■ **Given instruction**:
Set out every line of the records below as a numbered list, omitting blank lines and the pictures.

■ **Data supplied**:

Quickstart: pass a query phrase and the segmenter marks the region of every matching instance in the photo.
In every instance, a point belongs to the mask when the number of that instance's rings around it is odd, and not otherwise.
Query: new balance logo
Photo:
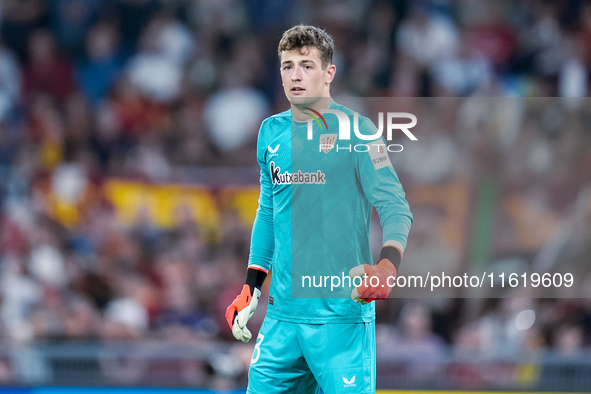
[[[275,162],[272,161],[269,169],[271,171],[271,181],[277,185],[292,185],[292,184],[308,184],[308,185],[324,185],[326,183],[324,174],[322,171],[317,172],[302,172],[298,171],[295,174],[285,171],[281,173],[281,168],[275,166]]]
[[[355,376],[353,376],[351,378],[351,380],[347,380],[347,378],[345,378],[343,376],[343,382],[345,383],[345,385],[343,387],[354,387],[354,386],[356,386],[356,384],[355,384]]]

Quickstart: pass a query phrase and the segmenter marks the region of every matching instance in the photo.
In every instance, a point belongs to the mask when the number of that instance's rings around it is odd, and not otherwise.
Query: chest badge
[[[337,142],[337,136],[337,133],[320,134],[320,150],[328,154],[334,148],[334,144]]]

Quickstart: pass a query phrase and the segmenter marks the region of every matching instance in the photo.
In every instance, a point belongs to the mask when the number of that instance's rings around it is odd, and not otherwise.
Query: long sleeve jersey
[[[288,110],[265,119],[259,131],[261,188],[248,266],[273,268],[267,314],[278,320],[375,319],[374,303],[355,303],[347,281],[352,267],[372,264],[372,206],[383,244],[406,247],[412,213],[384,139],[360,139],[355,121],[364,135],[376,135],[375,125],[333,101],[329,110],[335,109],[349,117],[350,139],[340,138],[330,113],[296,122]]]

■ **Solved problem**:
1. Quickstart: pass a query phrase and the segmenter marks the region of every matching instance in the photo.
2. In every instance, a point belongs to the mask when the number of that instance's rings around it is odd, and not otherwise.
3. Query: new balance logo
4. Photo:
5. [[[275,162],[272,161],[269,169],[271,171],[271,181],[277,185],[292,185],[292,184],[308,184],[308,185],[324,185],[326,183],[324,174],[322,171],[317,172],[302,172],[298,171],[295,174],[285,171],[281,173],[281,168],[275,166]]]
6. [[[355,376],[353,376],[351,378],[351,380],[347,380],[347,378],[345,378],[343,376],[343,382],[345,383],[345,385],[343,387],[354,387],[354,386],[356,386],[356,384],[355,384]]]
7. Quickstart: pass a query phrase and the segmenter marks the region of every matching instance in the photo.
8. In every instance, a point belongs to the mask when the number of that instance's rings around it is odd, and not otherwise.
9. Query: chest badge
10. [[[337,142],[337,136],[337,133],[320,134],[320,150],[328,154],[334,148],[334,144]]]
11. Quickstart: pass a query phrase and the segmenter marks the region of every matching instance in the photo.
12. In every instance, a point belongs to the mask when the number of that instance's rings around it is odd, and not otherwise.
13. Query: long sleeve jersey
14. [[[288,110],[265,119],[259,131],[261,188],[248,266],[273,268],[267,314],[278,320],[375,319],[374,303],[355,303],[347,281],[352,267],[372,264],[372,206],[383,244],[406,247],[412,213],[384,139],[360,139],[355,121],[364,135],[376,135],[375,125],[333,101],[329,110],[335,109],[349,117],[350,139],[340,138],[330,113],[296,122]]]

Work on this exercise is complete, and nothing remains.